TASKS FOR THIS EXERCISE
1 - According to the article on cross-border health insurance sales, which four states currently have laws allowing such sales?
2 - From the article on cross-border health insurance sales, extract the passage between "Instead, as reported" and "have been mediocre.", inclusive.

-- SOURCE TEXT follows --

The Centers for Medicare and Medicaid push to eliminate barriers to the sale of cross-border health insurance plans isn’t going to find the answer in federal regulations, say insurers and health care providers.
Instead, as reported by Modern Healthcare, it’s the insurance business itself that restricts such cross-border sales.
In March, CMS asked for input on how to take away barriers to insurer cross-border sales, as well as “whether Farm Bureau insurance plans or short-term, limited duration plans could help facilitate the sale of individual market plans.” At present just four states have laws allowing such sales—Georgia, Maine, Oklahoma and Wyoming—but the results have been mediocre.
But perhaps the agency hasn’t gotten quite the type of feedback it was looking for.
In a comment letter, the National Association of Insurance Commissioners wrote, “These states have each taken a different approach, none of which has, to date, resulted in insurers offering comprehensive health insurance in a state in which it is not licensed. This shows that the impediments to interstate sales are not in federal law but are inherent in the business of health insurance.”
Lobbying group America’s Health Insurance Plans also pointed out that Section 1333 of the Affordable Care Act permits such cross-border sales, with one or more states being allowed to sell plans through a health care compact. In fact, AHIP said in its comments that “The main challenges states face in operationalizing cross-border individual market insurance sales would be the same in any framework. Additional federal action that is outside the option to create compacts under section 1333 would only compound those challenges.”

-- SOURCE TEXT concluded --
-- DATASET CONTENT follows --

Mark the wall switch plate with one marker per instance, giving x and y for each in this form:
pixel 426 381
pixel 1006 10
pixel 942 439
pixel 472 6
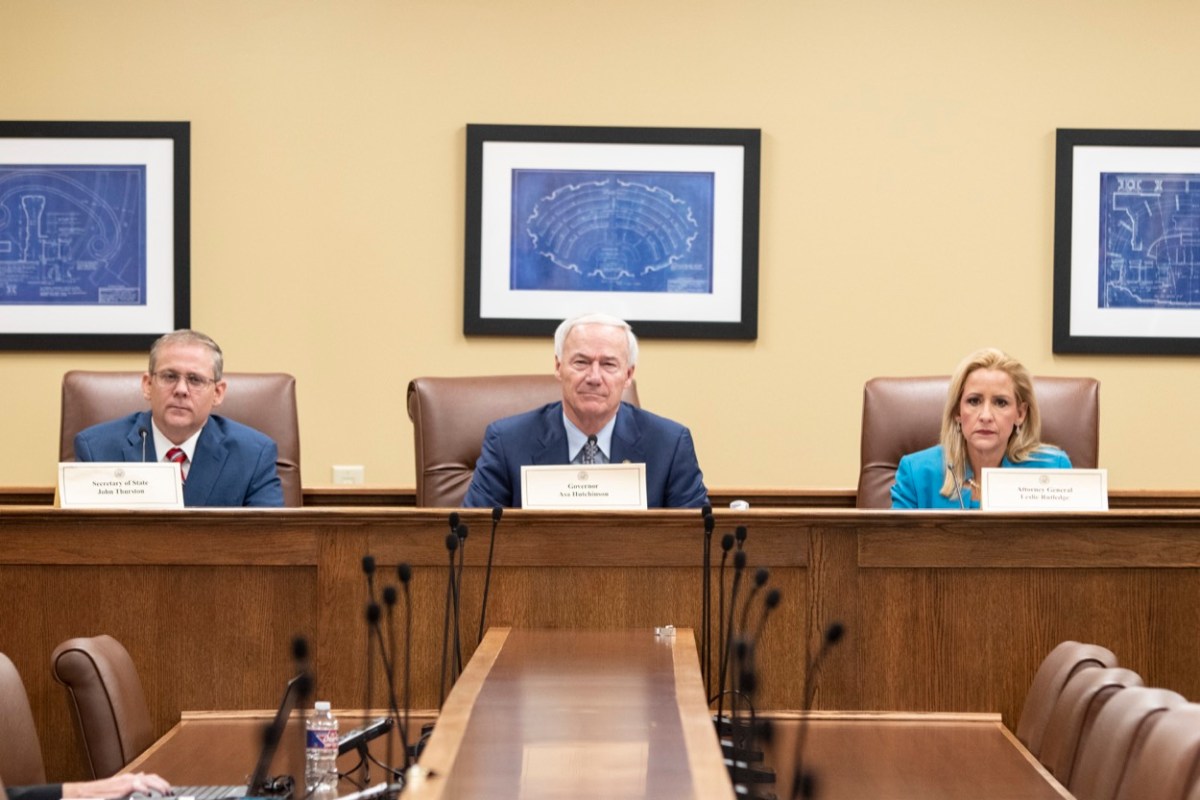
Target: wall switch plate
pixel 348 475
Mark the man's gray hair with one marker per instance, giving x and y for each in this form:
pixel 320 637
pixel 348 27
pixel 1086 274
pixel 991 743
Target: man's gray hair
pixel 186 336
pixel 593 318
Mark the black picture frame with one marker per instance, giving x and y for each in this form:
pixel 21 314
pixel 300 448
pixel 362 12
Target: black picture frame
pixel 1115 256
pixel 495 152
pixel 72 160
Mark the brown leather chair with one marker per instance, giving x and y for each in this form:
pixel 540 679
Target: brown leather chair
pixel 903 415
pixel 1119 733
pixel 449 419
pixel 265 401
pixel 108 701
pixel 1074 715
pixel 1168 765
pixel 1059 667
pixel 21 752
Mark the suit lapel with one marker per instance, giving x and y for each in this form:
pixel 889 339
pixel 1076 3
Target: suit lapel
pixel 132 450
pixel 551 445
pixel 209 459
pixel 627 438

-- DATASET CONTENT concluded --

SOLUTIONS IN ORDER
1 - Georgia, Maine, Oklahoma and Wyoming.

2 -
Instead, as reported by Modern Healthcare, it’s the insurance business itself that restricts such cross-border sales.
In March, CMS asked for input on how to take away barriers to insurer cross-border sales, as well as “whether Farm Bureau insurance plans or short-term, limited duration plans could help facilitate the sale of individual market plans.” At present just four states have laws allowing such sales—Georgia, Maine, Oklahoma and Wyoming—but the results have been mediocre.